→ ЗАДАНИЕ A: Переименуйте «grille» в «radiator grille» в строках записей: начните со строки, содержащей «Tag every instance of the black soft», и закончите строкой с «x=438 y=173». Выведите только эти строки, всё прочее в них оставьте без изменений.

→ ФРАГМЕНТ:
О том, как была встречена повесть «Дневник лишнего человека» Островским и его приятелями, можно судить по письму Е.М. Феоктистова к Тургеневу от 21 февраля 1851 года из Москвы: «Я чи-

тал у неё [у гр. Ростопчиной. - Ю. Л.] Ваш "Дневник лишнего человека" - было человек пять или шесть, не более, в том числе Островский и Писемский. <...> Повесть очень понравилась, но, разумеется, тотчас же подверглась критике со всевозможных сторон. Без сомнения, при этом благоприятном случае, упрекали её в недостатке художественности - именно говорили, что за остротами г. Чулкатурина беспрестанно видны Вы сами, - что вообще господин вроде лишнего человека не может так говорить и острить в некоторых случаях, как Вы его заставляете. Посреди многого весьма дикого - так, например, Островский уверял, что в Вашей повести видно "неуважение к искусству", - было сказано однако довольно много верных и ловких замечаний. Но всё-таки повесть всем ужасно понравилась и даже Островский хвалил сквозь зубы» [Тургенев. Сочинения 5: 583].

→ ЗАДАНИЕ B: Что, по словам фрагмента, Островский уверял о повести «Дневник лишнего человека»?

→ ИСХОДНЫЕ ДАННЫЕ:

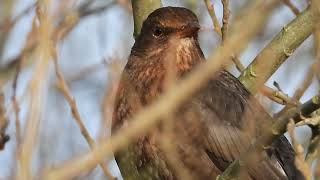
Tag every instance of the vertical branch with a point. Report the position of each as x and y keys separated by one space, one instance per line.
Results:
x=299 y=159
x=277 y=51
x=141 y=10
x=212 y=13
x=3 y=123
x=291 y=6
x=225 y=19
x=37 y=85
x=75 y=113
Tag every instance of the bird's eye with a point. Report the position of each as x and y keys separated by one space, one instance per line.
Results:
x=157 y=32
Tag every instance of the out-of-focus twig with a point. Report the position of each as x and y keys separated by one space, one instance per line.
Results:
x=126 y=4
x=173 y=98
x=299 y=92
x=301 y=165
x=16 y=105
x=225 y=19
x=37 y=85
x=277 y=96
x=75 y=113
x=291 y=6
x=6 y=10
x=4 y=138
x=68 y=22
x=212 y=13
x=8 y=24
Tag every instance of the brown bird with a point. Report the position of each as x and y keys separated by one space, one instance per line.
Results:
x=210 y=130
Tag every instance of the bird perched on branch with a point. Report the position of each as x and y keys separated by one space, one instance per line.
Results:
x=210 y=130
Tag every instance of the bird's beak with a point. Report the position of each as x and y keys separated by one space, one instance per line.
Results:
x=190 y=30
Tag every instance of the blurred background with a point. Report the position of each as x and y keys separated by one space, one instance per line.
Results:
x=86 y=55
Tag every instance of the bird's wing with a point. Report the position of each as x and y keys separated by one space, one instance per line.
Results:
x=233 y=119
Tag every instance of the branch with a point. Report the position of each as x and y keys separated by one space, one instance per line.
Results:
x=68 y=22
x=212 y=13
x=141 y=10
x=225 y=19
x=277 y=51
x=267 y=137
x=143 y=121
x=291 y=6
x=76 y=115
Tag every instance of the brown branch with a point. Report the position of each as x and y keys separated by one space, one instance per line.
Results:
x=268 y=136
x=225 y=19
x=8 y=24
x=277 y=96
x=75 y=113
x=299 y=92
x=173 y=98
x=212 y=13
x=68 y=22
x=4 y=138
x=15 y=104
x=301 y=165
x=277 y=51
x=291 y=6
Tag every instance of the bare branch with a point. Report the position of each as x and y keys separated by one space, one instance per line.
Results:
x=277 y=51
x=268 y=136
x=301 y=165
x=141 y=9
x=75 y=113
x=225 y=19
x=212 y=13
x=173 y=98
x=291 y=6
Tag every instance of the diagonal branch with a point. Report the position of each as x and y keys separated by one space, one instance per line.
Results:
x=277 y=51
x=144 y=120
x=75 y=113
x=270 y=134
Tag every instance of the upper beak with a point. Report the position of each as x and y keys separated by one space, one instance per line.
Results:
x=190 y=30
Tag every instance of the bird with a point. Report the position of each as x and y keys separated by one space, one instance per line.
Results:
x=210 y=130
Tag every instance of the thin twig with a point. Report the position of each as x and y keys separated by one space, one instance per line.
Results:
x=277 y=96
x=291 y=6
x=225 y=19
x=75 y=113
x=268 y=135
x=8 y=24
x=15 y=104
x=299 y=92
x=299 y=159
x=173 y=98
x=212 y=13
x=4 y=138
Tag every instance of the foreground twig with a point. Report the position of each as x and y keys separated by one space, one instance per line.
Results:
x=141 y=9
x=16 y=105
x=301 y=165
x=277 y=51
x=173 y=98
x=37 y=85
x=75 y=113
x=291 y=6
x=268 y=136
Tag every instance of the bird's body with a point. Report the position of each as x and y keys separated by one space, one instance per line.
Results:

...

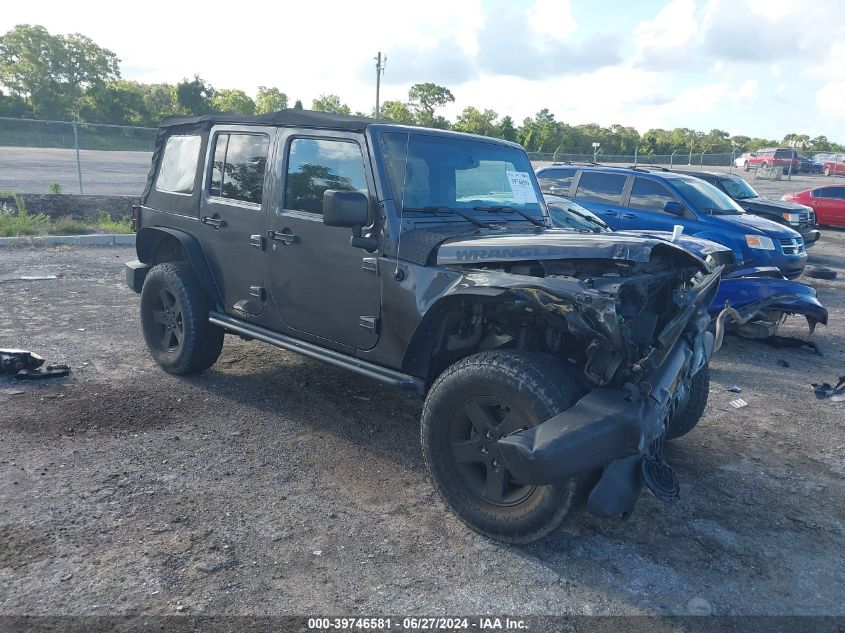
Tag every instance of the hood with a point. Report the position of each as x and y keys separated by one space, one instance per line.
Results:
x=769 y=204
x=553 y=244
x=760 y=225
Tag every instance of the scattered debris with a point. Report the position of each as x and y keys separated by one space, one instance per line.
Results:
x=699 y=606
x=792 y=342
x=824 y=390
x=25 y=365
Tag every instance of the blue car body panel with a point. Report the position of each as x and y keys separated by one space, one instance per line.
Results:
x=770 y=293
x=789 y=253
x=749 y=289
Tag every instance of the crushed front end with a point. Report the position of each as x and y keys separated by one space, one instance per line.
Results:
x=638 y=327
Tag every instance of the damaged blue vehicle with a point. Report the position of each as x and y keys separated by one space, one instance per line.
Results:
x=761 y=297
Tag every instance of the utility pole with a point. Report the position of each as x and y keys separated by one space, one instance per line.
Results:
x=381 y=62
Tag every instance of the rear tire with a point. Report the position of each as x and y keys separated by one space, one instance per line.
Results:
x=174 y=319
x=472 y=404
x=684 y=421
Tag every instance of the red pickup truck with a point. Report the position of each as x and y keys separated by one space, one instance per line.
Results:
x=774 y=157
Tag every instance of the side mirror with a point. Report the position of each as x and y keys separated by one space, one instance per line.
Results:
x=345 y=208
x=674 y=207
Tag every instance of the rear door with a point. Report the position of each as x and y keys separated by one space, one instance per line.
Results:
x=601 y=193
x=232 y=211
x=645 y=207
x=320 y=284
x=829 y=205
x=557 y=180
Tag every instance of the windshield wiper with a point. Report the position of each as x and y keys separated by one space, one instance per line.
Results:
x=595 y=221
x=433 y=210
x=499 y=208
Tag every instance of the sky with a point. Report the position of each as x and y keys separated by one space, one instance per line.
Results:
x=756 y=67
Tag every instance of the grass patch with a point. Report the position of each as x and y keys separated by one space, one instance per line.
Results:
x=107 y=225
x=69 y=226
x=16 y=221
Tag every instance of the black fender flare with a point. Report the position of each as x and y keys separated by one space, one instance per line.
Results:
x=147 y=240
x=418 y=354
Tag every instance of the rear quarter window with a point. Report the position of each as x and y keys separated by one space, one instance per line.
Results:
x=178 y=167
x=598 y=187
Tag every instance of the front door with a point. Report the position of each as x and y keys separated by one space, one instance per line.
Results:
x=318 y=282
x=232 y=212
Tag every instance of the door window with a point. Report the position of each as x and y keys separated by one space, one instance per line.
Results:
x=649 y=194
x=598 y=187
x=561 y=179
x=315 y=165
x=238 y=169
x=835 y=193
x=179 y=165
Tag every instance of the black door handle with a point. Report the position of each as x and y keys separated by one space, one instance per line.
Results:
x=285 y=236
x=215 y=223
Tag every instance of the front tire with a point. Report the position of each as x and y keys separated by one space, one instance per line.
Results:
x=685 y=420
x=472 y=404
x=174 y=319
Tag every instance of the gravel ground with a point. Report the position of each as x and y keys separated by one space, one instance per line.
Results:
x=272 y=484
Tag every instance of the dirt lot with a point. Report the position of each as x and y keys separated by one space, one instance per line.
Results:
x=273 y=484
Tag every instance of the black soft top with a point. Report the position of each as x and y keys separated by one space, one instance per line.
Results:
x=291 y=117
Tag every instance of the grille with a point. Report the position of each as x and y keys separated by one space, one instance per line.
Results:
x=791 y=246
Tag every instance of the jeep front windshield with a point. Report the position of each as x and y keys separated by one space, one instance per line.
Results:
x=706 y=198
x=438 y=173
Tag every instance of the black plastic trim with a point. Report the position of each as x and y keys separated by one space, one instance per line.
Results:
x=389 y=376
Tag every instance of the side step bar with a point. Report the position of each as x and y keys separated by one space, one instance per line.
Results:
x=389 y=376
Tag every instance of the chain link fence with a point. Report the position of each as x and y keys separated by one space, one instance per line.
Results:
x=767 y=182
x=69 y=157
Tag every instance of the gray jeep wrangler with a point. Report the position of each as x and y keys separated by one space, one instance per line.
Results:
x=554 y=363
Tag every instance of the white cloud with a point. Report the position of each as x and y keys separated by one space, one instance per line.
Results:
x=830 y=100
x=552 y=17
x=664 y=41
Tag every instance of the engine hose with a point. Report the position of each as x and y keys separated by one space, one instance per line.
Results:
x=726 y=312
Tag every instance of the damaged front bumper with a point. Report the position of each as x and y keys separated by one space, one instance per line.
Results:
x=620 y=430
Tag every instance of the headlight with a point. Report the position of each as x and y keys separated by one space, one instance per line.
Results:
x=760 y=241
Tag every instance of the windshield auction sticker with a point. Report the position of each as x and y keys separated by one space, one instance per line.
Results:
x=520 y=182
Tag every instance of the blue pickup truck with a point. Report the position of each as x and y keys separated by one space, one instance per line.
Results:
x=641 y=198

→ ПОЛНЫЙ ОТВЕТ A:
Tag every instance of the black soft top with a point. Report the position of each as x and y keys separated by one space, one instance per line.
Results:
x=291 y=117
Tag every instance of the radiator grille with a point. Report the position of each as x and y keys separated by one space, one instance per line.
Results:
x=791 y=246
Tag every instance of the jeep front windshield with a point. Report the position of each as x and y keys separated by one space, one instance per line.
Results:
x=706 y=198
x=438 y=173

→ ПОЛНЫЙ ОТВЕТ B: Он уверял, что в повести видно «неуважение к искусству».